(Beginning of Given entries)
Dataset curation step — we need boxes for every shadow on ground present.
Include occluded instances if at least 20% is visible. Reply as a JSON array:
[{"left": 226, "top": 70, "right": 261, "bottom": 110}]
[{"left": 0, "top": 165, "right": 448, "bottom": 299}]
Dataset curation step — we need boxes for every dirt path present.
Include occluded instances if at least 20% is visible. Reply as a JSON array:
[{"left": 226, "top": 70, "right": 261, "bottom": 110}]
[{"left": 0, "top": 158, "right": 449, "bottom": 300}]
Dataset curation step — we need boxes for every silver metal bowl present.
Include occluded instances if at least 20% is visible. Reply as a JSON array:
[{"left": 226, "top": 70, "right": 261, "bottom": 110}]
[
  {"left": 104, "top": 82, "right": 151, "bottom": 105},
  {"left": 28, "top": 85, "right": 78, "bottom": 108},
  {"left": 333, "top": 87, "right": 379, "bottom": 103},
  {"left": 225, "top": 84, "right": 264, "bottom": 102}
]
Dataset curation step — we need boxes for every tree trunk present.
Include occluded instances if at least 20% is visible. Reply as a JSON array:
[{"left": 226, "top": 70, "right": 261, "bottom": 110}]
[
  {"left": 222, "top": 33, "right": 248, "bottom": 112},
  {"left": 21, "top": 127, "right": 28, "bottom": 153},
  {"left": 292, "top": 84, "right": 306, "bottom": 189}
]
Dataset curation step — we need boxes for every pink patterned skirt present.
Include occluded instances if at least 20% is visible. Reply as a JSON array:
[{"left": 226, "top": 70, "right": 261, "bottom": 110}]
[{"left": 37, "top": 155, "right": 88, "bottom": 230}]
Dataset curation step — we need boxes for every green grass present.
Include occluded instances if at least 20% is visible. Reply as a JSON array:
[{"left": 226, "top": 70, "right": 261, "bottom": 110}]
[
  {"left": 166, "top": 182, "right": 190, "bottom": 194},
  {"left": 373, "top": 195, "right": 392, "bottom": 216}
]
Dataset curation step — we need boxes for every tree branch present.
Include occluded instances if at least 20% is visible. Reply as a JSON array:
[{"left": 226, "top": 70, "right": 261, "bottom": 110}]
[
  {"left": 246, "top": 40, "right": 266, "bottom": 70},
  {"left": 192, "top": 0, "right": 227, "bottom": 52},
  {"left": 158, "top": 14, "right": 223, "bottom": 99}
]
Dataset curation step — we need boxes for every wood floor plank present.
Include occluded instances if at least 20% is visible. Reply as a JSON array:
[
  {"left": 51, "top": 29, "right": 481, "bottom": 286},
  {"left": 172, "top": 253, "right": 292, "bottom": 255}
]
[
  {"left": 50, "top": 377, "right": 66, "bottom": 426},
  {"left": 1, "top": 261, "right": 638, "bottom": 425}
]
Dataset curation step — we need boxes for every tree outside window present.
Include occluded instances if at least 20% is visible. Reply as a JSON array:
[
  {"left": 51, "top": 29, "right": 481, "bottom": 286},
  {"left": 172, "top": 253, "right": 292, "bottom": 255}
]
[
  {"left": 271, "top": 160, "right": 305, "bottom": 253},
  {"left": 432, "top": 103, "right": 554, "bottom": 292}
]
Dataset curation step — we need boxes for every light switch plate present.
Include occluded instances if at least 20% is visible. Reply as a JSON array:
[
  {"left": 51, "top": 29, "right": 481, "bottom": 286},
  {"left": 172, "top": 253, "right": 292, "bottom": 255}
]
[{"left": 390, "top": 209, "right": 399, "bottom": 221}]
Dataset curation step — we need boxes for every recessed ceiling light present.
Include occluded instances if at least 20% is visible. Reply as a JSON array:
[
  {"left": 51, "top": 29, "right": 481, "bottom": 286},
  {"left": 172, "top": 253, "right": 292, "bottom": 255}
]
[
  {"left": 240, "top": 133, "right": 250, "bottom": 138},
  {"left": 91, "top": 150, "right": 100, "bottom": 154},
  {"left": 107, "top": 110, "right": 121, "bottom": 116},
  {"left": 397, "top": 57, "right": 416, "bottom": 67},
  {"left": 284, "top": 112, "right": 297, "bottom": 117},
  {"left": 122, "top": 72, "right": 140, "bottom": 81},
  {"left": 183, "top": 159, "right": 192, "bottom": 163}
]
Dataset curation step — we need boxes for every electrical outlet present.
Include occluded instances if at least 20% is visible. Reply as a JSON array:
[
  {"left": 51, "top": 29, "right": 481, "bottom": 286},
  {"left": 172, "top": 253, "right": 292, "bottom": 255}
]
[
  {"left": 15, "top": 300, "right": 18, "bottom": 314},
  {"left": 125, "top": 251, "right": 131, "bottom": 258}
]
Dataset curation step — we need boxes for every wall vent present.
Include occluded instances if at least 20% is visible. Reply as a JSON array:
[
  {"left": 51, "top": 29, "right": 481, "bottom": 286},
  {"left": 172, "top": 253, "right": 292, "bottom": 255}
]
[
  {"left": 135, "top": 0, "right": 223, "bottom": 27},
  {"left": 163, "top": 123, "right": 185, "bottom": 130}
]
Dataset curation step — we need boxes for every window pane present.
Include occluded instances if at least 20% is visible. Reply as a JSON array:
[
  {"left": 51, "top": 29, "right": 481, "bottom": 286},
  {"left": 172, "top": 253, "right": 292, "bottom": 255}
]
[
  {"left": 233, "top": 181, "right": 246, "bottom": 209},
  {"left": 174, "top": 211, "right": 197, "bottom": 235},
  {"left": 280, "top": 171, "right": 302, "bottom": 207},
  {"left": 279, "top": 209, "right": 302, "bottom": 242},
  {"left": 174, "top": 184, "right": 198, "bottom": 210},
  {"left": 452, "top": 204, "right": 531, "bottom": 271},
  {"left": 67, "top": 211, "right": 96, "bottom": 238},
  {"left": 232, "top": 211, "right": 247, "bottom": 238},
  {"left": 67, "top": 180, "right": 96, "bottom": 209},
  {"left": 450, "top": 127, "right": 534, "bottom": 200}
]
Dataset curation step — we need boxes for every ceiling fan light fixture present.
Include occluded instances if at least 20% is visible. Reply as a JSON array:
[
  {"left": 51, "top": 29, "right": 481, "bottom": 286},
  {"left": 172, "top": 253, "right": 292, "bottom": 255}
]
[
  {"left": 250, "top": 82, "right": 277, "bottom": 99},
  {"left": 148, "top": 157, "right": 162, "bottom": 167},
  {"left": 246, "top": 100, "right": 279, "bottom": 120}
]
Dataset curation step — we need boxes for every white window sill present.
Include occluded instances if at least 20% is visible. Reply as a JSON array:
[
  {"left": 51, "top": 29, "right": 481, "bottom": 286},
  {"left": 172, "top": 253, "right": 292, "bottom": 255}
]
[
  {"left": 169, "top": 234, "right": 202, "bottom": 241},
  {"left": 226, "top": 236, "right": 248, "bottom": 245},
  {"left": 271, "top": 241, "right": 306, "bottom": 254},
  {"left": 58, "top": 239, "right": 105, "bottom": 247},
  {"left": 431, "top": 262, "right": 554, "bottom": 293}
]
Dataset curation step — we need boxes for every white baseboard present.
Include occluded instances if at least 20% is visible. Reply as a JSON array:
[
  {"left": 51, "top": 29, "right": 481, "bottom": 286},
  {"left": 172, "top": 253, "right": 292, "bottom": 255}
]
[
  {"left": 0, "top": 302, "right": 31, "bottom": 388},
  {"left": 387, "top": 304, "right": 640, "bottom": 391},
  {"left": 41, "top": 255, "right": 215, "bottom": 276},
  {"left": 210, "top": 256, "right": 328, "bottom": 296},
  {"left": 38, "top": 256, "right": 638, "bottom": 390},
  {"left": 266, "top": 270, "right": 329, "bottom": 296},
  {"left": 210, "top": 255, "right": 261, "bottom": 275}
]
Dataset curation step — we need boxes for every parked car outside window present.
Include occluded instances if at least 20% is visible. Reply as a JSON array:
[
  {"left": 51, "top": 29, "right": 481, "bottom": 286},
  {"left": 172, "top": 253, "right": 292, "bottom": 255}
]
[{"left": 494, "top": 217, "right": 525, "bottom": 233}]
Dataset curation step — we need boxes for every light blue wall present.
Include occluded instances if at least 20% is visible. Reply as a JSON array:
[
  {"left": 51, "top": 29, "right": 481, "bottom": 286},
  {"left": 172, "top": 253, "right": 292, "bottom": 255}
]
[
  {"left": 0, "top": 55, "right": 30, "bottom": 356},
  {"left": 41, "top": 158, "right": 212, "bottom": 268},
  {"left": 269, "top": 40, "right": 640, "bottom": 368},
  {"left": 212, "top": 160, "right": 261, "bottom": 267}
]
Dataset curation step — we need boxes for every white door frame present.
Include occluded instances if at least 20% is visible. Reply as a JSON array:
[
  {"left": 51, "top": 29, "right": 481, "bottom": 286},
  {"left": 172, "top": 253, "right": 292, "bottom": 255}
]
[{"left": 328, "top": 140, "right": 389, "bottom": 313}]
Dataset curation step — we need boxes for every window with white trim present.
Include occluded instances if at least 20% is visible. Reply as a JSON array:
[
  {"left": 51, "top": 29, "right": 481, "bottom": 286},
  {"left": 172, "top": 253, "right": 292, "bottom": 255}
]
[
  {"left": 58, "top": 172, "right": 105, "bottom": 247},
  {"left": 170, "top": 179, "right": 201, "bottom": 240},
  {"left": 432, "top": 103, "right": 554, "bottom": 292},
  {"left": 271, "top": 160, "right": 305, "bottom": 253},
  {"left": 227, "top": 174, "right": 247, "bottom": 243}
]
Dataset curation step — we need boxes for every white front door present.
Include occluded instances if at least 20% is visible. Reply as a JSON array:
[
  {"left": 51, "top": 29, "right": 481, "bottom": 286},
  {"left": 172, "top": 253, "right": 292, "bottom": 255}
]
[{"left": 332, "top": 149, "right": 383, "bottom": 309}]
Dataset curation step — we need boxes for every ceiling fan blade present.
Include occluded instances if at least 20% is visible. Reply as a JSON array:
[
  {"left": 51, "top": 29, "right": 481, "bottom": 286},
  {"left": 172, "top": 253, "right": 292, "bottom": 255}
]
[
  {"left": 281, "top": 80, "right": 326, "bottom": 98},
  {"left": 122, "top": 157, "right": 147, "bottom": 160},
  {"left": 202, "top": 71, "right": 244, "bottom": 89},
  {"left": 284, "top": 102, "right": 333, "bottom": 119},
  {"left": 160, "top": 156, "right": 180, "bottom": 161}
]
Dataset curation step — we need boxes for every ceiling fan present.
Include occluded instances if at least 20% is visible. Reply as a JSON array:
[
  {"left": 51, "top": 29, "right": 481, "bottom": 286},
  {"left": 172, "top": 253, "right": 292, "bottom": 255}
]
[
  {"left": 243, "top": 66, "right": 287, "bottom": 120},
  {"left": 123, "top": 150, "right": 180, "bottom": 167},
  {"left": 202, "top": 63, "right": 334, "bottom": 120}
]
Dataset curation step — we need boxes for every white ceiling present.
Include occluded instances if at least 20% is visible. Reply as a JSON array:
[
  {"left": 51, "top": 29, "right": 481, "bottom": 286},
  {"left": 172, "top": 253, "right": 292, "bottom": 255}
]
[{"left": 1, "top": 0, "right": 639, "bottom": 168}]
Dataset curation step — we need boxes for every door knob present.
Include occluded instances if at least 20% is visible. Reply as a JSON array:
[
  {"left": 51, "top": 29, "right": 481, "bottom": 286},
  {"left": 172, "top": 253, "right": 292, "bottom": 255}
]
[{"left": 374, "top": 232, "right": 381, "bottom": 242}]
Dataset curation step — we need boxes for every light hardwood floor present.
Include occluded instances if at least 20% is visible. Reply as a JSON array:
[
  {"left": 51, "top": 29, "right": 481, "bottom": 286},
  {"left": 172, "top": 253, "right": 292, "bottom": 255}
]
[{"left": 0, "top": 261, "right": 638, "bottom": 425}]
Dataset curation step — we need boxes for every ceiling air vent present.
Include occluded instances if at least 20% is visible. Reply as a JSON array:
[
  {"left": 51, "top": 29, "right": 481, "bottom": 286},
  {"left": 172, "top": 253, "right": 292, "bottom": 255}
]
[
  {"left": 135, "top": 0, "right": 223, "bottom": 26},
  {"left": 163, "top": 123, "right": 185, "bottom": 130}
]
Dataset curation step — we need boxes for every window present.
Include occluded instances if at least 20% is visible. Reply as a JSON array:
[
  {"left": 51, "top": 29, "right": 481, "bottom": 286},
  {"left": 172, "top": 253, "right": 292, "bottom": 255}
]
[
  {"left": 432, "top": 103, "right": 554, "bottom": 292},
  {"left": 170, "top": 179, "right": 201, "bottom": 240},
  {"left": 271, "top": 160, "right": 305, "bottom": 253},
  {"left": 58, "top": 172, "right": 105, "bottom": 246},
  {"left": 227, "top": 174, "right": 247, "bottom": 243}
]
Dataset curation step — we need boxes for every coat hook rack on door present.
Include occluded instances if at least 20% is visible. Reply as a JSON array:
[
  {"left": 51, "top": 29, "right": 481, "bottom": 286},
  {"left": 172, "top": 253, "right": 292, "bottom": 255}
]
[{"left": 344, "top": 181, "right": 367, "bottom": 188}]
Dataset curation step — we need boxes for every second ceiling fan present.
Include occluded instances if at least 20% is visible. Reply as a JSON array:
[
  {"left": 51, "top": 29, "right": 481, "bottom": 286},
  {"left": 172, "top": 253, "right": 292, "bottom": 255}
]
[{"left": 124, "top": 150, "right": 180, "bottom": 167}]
(End of Given entries)
### [Task objective]
Your answer should be the lines above from the one containing "Dataset curation step — we need boxes for every wall" through the one containing "Dataset curation step — we need boxes for every window pane", copied exactly and with both ends kept.

### [Solution for this task]
Dataset curation step — we need boxes for every wall vent present.
Include occluded instances if at least 20% is visible. Reply as a JSON array:
[
  {"left": 51, "top": 29, "right": 481, "bottom": 286},
  {"left": 172, "top": 253, "right": 292, "bottom": 255}
]
[
  {"left": 135, "top": 0, "right": 223, "bottom": 27},
  {"left": 163, "top": 123, "right": 185, "bottom": 130}
]
Dataset curation step — we need boxes for every window pane present.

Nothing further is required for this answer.